Instructions for the task: In the listing, starting with the line that contains "bowl rim, produce" and going on through the line that contains "xmin=14 ymin=96 xmax=112 ymax=128", replace "tight" with "close-fitting" and reproduce only those lines with everything else unchanged.

[Object detection data]
[start]

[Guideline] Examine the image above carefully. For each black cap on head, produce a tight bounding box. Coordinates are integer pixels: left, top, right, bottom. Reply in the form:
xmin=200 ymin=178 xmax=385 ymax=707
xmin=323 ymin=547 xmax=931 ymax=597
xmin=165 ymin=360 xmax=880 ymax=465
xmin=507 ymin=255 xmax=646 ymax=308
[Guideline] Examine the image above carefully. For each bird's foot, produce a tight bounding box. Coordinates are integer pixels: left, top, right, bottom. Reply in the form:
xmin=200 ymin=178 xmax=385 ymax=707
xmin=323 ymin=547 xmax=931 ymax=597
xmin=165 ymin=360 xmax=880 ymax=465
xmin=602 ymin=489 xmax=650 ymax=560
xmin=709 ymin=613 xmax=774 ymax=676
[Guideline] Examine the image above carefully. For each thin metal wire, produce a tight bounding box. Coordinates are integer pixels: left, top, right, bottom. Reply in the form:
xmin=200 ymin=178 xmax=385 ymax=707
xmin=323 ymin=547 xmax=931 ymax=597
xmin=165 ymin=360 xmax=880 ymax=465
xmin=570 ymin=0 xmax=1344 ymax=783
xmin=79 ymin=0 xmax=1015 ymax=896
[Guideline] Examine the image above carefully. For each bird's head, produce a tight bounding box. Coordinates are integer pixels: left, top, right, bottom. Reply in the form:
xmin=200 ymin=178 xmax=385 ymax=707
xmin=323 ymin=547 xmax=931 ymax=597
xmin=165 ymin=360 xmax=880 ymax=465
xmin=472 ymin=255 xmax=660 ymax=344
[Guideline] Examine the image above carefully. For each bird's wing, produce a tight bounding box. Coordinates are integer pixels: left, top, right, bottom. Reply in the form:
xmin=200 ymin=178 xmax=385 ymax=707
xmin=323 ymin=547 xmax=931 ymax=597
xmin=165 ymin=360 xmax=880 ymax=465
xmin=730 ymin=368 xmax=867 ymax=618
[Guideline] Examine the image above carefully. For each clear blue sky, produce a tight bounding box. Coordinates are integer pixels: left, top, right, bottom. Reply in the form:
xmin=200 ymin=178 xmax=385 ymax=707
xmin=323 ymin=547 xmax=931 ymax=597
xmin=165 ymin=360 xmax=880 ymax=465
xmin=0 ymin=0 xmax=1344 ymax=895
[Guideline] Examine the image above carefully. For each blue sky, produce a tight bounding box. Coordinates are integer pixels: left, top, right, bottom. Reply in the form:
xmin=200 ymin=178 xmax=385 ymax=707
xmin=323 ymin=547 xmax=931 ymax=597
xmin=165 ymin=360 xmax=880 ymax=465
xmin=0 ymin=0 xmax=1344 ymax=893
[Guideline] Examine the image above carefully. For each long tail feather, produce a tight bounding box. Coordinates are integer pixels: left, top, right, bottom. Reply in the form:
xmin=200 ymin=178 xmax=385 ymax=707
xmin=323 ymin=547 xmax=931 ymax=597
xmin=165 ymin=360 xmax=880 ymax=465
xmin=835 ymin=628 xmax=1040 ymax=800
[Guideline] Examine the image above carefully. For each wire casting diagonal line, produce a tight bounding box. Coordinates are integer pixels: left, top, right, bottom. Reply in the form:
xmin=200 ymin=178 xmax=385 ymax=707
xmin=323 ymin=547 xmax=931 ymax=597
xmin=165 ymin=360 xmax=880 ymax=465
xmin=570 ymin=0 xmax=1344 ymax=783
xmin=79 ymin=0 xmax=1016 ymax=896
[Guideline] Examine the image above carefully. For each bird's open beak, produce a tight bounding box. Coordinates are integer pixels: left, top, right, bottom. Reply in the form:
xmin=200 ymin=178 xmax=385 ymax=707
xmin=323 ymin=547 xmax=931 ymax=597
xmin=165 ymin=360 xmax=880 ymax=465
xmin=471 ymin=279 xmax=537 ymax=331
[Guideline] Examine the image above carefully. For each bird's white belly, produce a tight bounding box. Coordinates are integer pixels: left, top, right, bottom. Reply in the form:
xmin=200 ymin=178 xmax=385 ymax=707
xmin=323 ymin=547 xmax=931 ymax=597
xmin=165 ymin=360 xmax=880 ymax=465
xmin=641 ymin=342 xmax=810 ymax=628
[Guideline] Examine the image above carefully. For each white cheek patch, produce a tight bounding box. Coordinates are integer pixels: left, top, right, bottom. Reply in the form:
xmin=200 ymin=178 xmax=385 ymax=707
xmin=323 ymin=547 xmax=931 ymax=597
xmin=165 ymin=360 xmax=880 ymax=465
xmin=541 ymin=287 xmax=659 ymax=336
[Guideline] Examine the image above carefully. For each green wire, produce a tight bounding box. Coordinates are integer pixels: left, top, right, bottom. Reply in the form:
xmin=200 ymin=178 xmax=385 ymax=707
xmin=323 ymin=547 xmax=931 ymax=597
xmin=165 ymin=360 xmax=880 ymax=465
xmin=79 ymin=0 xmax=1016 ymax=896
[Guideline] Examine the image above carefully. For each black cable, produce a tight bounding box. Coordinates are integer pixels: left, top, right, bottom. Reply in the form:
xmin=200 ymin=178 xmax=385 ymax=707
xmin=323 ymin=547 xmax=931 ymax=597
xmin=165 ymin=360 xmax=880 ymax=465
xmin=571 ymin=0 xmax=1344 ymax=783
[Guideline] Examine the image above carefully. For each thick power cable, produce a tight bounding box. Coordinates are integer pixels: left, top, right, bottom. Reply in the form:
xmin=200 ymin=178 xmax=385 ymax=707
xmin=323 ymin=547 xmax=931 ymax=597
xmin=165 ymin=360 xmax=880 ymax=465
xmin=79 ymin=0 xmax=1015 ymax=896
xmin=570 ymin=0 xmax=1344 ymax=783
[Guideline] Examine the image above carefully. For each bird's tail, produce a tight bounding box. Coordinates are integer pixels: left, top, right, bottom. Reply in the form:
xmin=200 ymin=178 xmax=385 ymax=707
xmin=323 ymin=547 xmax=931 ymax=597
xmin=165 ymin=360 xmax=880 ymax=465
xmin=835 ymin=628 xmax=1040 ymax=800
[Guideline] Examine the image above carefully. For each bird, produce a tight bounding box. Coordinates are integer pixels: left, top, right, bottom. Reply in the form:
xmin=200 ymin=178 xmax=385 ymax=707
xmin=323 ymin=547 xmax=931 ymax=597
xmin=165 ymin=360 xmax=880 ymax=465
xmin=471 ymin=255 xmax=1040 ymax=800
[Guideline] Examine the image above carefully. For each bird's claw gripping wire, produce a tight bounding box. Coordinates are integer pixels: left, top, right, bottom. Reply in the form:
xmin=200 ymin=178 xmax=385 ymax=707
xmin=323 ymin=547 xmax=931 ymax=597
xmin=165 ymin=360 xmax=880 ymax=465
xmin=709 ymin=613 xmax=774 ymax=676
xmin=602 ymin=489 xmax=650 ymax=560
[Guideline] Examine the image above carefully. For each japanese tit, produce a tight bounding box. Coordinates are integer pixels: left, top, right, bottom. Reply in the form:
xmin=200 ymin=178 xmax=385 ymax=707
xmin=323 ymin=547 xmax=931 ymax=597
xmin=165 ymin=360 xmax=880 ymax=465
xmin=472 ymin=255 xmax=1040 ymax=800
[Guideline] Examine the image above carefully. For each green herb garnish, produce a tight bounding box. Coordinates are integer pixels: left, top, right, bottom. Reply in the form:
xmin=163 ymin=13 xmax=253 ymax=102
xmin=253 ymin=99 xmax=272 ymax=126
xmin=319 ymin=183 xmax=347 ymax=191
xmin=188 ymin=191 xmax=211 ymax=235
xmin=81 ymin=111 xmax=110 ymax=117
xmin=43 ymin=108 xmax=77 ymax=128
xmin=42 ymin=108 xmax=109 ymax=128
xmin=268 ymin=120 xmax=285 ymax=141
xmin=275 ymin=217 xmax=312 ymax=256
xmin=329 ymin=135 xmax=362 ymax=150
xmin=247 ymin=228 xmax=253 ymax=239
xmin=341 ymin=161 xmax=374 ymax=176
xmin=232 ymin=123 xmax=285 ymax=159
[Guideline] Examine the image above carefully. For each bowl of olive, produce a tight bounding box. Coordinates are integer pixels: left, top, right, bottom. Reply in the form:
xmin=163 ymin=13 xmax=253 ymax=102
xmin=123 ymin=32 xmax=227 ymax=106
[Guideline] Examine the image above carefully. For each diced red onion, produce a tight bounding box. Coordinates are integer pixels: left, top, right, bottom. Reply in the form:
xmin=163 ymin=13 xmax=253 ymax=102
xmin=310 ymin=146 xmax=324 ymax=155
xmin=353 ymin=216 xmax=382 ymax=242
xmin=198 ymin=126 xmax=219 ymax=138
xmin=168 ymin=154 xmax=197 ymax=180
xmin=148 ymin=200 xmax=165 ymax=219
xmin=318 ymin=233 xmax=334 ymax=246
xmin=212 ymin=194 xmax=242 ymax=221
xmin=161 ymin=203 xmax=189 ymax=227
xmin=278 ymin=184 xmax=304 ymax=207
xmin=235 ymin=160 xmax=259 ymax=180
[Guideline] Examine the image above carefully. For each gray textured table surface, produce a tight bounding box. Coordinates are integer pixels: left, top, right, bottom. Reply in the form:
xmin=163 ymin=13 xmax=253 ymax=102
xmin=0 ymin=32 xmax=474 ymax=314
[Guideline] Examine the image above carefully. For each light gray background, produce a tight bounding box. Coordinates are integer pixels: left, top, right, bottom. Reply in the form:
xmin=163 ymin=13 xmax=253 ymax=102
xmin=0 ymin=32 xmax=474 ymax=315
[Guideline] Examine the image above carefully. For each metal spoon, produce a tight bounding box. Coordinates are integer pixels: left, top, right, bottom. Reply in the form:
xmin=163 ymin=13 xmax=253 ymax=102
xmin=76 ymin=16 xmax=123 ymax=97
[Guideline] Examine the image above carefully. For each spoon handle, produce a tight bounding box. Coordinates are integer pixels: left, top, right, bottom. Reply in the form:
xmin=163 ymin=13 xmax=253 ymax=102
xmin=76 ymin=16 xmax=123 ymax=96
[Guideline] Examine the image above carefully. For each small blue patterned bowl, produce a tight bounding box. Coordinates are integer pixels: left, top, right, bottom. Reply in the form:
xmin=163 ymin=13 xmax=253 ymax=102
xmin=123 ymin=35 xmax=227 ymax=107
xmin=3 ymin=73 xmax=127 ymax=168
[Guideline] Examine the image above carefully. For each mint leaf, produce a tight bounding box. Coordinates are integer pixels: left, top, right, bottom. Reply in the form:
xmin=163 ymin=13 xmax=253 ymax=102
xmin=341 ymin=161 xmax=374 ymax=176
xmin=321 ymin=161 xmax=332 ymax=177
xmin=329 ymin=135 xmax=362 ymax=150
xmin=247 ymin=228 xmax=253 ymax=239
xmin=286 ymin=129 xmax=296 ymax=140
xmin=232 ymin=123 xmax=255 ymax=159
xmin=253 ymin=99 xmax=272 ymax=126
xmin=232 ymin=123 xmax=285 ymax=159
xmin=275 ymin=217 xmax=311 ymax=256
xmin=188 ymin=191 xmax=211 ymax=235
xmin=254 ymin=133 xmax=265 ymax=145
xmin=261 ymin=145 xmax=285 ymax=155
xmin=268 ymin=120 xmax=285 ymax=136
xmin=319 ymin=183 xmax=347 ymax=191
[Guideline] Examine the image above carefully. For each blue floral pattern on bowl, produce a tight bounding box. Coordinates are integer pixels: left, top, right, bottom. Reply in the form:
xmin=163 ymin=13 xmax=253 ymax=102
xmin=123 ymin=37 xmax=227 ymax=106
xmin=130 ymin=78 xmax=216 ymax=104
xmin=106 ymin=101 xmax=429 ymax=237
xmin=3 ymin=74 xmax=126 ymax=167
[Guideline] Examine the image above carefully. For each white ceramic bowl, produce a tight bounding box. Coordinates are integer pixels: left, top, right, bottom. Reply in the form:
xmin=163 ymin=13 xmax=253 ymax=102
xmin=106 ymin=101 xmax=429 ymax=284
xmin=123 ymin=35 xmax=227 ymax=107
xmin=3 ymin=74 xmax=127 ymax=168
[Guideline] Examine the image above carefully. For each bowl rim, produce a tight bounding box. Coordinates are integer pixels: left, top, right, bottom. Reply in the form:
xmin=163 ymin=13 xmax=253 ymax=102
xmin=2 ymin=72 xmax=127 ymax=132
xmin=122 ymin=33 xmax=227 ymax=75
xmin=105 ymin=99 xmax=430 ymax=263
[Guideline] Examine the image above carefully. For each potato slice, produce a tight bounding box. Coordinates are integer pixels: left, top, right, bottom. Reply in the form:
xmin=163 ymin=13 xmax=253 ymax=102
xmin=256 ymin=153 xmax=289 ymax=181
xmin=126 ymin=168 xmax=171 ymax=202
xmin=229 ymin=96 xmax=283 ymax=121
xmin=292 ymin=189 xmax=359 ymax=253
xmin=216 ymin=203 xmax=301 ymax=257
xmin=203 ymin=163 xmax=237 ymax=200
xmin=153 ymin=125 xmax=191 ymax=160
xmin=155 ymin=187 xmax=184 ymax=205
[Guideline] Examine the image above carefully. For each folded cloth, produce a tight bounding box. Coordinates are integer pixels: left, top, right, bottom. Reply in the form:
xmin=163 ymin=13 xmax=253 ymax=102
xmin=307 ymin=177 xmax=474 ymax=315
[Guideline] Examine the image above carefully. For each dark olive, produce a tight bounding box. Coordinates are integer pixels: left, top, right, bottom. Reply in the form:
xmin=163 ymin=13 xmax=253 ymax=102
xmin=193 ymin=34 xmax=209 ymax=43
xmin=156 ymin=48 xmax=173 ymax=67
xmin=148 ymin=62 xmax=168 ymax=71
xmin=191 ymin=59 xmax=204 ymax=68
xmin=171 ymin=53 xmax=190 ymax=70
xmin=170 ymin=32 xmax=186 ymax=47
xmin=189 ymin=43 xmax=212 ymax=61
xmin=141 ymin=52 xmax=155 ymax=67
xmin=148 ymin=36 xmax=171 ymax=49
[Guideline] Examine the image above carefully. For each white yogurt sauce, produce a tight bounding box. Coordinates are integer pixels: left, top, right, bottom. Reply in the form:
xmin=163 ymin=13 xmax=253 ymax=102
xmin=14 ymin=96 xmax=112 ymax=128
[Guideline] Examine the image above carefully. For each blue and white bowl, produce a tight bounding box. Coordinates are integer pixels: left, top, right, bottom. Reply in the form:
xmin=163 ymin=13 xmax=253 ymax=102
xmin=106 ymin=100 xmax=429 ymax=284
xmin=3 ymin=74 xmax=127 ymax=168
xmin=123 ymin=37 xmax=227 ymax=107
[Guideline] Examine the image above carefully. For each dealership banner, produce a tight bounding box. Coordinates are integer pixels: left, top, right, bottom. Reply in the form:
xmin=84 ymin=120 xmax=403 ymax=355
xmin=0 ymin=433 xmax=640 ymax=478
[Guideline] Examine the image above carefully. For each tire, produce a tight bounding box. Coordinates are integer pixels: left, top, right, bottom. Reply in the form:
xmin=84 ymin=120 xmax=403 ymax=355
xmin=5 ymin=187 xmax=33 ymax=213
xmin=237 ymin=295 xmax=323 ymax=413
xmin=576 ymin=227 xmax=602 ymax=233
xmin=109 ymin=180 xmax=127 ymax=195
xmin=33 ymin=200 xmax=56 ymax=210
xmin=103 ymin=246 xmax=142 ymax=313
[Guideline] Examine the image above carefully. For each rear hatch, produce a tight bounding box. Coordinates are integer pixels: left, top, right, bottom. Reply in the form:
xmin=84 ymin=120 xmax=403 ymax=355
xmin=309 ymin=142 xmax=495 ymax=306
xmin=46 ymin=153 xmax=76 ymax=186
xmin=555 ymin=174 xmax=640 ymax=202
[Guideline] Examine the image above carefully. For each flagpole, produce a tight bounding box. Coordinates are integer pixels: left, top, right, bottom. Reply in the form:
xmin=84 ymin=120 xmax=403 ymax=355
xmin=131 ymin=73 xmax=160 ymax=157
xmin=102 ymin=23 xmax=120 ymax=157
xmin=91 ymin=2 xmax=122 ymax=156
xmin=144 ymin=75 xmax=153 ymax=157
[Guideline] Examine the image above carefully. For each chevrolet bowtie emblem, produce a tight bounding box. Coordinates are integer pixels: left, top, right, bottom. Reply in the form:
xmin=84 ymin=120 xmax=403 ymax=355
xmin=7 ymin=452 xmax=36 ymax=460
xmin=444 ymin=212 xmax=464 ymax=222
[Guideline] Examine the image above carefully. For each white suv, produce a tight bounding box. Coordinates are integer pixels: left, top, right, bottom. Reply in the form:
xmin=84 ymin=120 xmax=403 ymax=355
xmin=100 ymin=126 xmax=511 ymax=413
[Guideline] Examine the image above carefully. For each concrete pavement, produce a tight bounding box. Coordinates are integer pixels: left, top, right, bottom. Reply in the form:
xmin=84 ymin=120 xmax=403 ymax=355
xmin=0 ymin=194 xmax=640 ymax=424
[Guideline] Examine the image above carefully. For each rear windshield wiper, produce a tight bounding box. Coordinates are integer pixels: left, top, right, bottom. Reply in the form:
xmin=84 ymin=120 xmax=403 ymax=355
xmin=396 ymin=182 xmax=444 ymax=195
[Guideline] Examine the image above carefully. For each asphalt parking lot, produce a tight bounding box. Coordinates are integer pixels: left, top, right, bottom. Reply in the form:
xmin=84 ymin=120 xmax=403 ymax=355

[end]

Result below:
[Guideline] Examine the image above carefully. For each bowl rim, produce a close-fitting bounding box. Coordinates are integer pixels: left, top, right, bottom. Reply in the form:
xmin=163 ymin=13 xmax=253 ymax=102
xmin=2 ymin=72 xmax=127 ymax=132
xmin=122 ymin=33 xmax=227 ymax=75
xmin=105 ymin=99 xmax=430 ymax=263
[Guideline] Examine the image above carefully. For each potato slice, produce a close-fitting bounding box. Coordinates are integer pixels: left, top, right, bottom. Reply in the form:
xmin=163 ymin=13 xmax=253 ymax=102
xmin=256 ymin=153 xmax=289 ymax=181
xmin=126 ymin=168 xmax=171 ymax=202
xmin=229 ymin=96 xmax=283 ymax=121
xmin=292 ymin=189 xmax=359 ymax=253
xmin=216 ymin=203 xmax=301 ymax=257
xmin=203 ymin=163 xmax=237 ymax=200
xmin=153 ymin=125 xmax=191 ymax=160
xmin=155 ymin=187 xmax=184 ymax=205
[Guideline] Examine the image above carefully. For each folded cloth, produce a close-fitting bounding box. Coordinates are integer pixels: left, top, right, bottom. Reply in the form:
xmin=163 ymin=13 xmax=253 ymax=102
xmin=307 ymin=177 xmax=474 ymax=315
[Guideline] Examine the image above carefully. For each dark olive, produce a close-fitting bounding box. Coordinates are integer pixels: left, top, right, bottom. Reply in the form:
xmin=163 ymin=13 xmax=253 ymax=102
xmin=193 ymin=34 xmax=209 ymax=43
xmin=156 ymin=48 xmax=173 ymax=67
xmin=148 ymin=62 xmax=168 ymax=71
xmin=191 ymin=59 xmax=204 ymax=68
xmin=171 ymin=53 xmax=190 ymax=70
xmin=170 ymin=32 xmax=186 ymax=47
xmin=189 ymin=43 xmax=212 ymax=61
xmin=141 ymin=52 xmax=155 ymax=67
xmin=148 ymin=36 xmax=171 ymax=49
[Guideline] Examine the image above carefully. For each white yogurt sauce, produce a close-fitting bounding box. Coordinates are integer pixels: left, top, right, bottom. Reply in the form:
xmin=163 ymin=13 xmax=253 ymax=102
xmin=14 ymin=96 xmax=112 ymax=128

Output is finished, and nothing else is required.